*Extrait de texte*.
----
Tais-toi donc esprit humain !
J’évoquais, en introduction, les inquiétudes d’Iggy Pop devant l’actuel tournant numérique de l’industrie musicale et son éventuel effet sur la création : là où le bon vieil enregistrement analogique revient à « lancer un ampli dans l’âme humaine[46] », la composition assistée par ordinateur menace de mettre un disque dur à sa place (Jarmusch et collab. 2016). Des craintes qui ont de quoi surprendre venant d’un chanteur qui, d’une part, accumule les collaborations avec des artistes électroniques — de New Order à Underworld en passant par Norman Cook et WestBam — et qui, d’autre part, trouve son inspiration première dans le tapage machinique des usines de montage automobiles de Ford, dans son Michigan natal : « Quand j’étais à l’école primaire, on avait fait une sortie au complexe industriel de Rouge [River]. Il y avait une machine qui déchargeait des plaques de métal : WHOOSH !! Je voulais faire de la musique. Je me suis dit que ça devrait sonner comme ça[47] » (cité dans Whalley 2008, 43). Ou qui, lors de cette même conférence à Cannes mentionnée plus haut, se souvient : « Le génie de Ron Asheton, avec sa guitare, était de la brancher à l’ampli et de monter le volume. Puis il écoutait la guitare et l’ampli parler. Il les écoutait tout simplement parler ![48] » (Jarmusch et collab. 2016). Sous cet éclairage, le chanteur semble plus proche de John Cage, de Marcel Duchamp ou de l’auteur « de marbre » de Madame Bovary (1857) que des critiques du réalisme et de la mécanisation de l’art. En fait, il résume très efficacement le double mouvement de la parole muette qui, au grand déplaisir de ces derniers, fige l’expression humaine pour mieux donner vie aux choses sans raison. Réaffirmant, par là, ce grand principe au fondement de la religion romantique de l’art : « Tais-toi donc esprit humain, et vous, esprits pieux, laissez-vous enchanter par la splendeur exubérante et sublime ! » (Wackenroder et Tieck 2009 [1797, 1799], 181). Donnant, du même coup, un sens nouveau et on ne peut plus littéral au « rock » qui, dorénavant, apparaît comme une extension contemporaine et pop de la « pétrification » littéraire entamée un siècle avant lui.
----
*Extraits du corpus*.
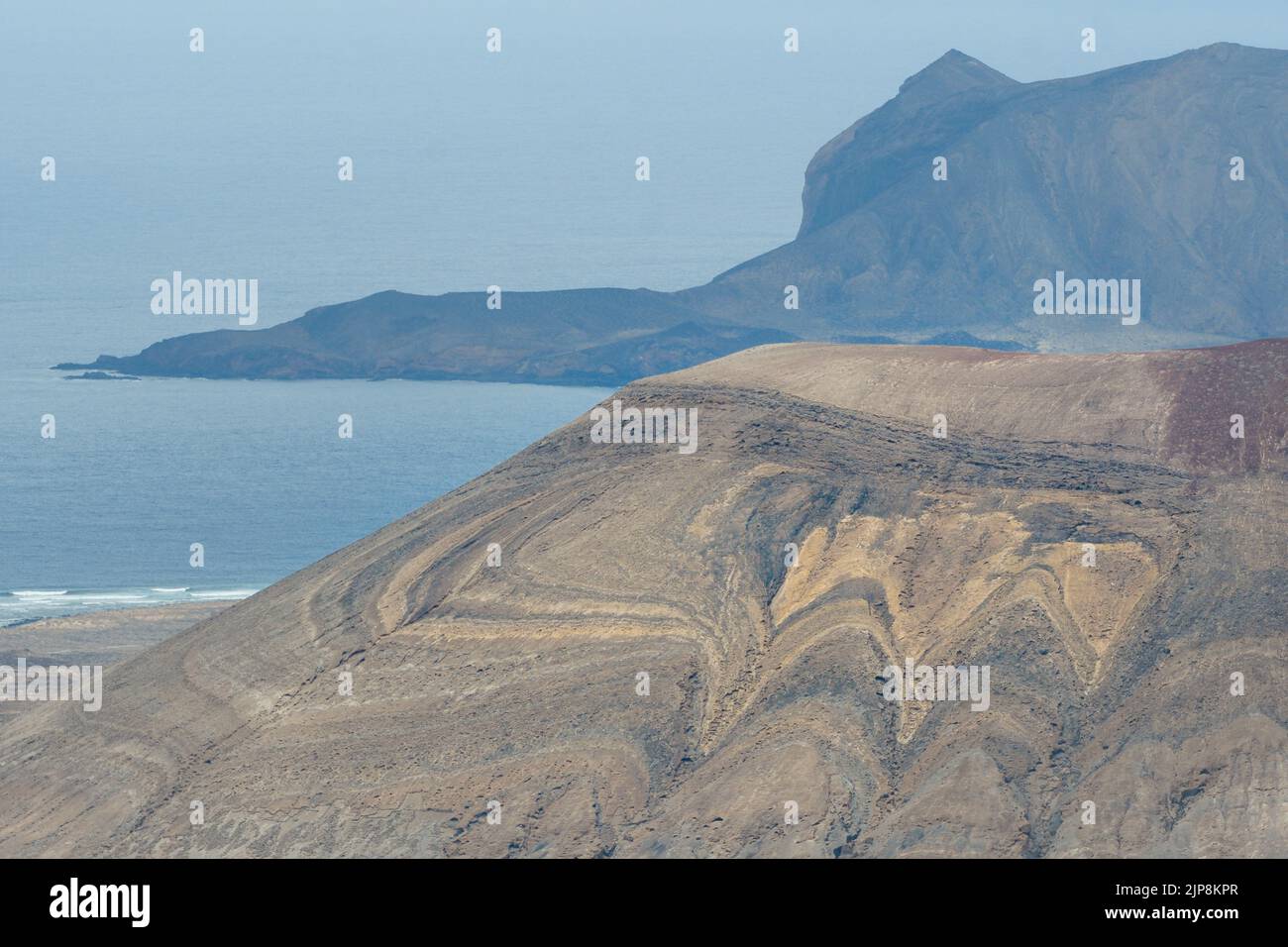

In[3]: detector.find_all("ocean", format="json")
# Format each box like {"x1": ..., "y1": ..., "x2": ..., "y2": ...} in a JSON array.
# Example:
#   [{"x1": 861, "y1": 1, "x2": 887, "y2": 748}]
[
  {"x1": 0, "y1": 369, "x2": 609, "y2": 625},
  {"x1": 0, "y1": 0, "x2": 1256, "y2": 622}
]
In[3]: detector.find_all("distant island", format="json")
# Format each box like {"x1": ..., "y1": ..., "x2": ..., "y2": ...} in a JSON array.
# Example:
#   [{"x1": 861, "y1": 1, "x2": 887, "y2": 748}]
[{"x1": 54, "y1": 43, "x2": 1288, "y2": 385}]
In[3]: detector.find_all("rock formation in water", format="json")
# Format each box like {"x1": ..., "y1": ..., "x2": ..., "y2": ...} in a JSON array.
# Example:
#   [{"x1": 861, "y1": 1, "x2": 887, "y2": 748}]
[
  {"x1": 0, "y1": 340, "x2": 1288, "y2": 857},
  {"x1": 59, "y1": 43, "x2": 1288, "y2": 385}
]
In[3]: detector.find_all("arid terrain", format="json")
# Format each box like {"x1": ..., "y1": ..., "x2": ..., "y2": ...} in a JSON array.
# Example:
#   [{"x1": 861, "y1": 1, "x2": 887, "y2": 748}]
[{"x1": 0, "y1": 340, "x2": 1288, "y2": 857}]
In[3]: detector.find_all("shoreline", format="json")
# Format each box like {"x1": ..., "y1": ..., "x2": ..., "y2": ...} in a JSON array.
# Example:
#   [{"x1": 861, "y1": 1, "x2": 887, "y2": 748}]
[{"x1": 0, "y1": 601, "x2": 236, "y2": 680}]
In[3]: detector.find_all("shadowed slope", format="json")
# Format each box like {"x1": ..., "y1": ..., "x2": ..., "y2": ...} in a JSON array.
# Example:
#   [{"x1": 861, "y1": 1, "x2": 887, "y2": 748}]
[{"x1": 0, "y1": 342, "x2": 1288, "y2": 856}]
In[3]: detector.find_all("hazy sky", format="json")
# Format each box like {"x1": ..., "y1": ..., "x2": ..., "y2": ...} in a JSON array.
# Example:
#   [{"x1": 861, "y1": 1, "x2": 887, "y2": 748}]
[{"x1": 0, "y1": 0, "x2": 1288, "y2": 362}]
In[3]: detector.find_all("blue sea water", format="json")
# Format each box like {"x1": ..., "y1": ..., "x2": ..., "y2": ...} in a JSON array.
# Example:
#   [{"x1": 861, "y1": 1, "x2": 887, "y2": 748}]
----
*Consigne de l'exercice*. Prolongez le texte sur Iggy Pop et la parole muette en reprenant juste après sa dernière phrase.

*Réponse attendue*.
Parties annexes
Note biographique
Daniel Frappier est doctorant en histoire de l’art à l’Université du Québec à Montréal. Sa thèse porte sur les jeux d’influences entre la peinture et la musique, du romantisme à aujourd’hui, pensés à travers la notion de « devenir-passif » de l’art proposée par Jacques Rancière : tendance, chez les créateurs des deux derniers siècles, à se dessaisir de leurs pouvoirs pour laisser parler la matière. À ce jour, ses travaux ont reçu les appuis du Conseil de recherches en sciences humaines du Canada et du Fonds de recherche du Québec. Son mémoire de maîtrise, dont les grandes lignes sont ici reprises, s’est mérité le Prix des professeurs du département d’histoire de l’art et d’études cinématographiques de l’Université de Montréal.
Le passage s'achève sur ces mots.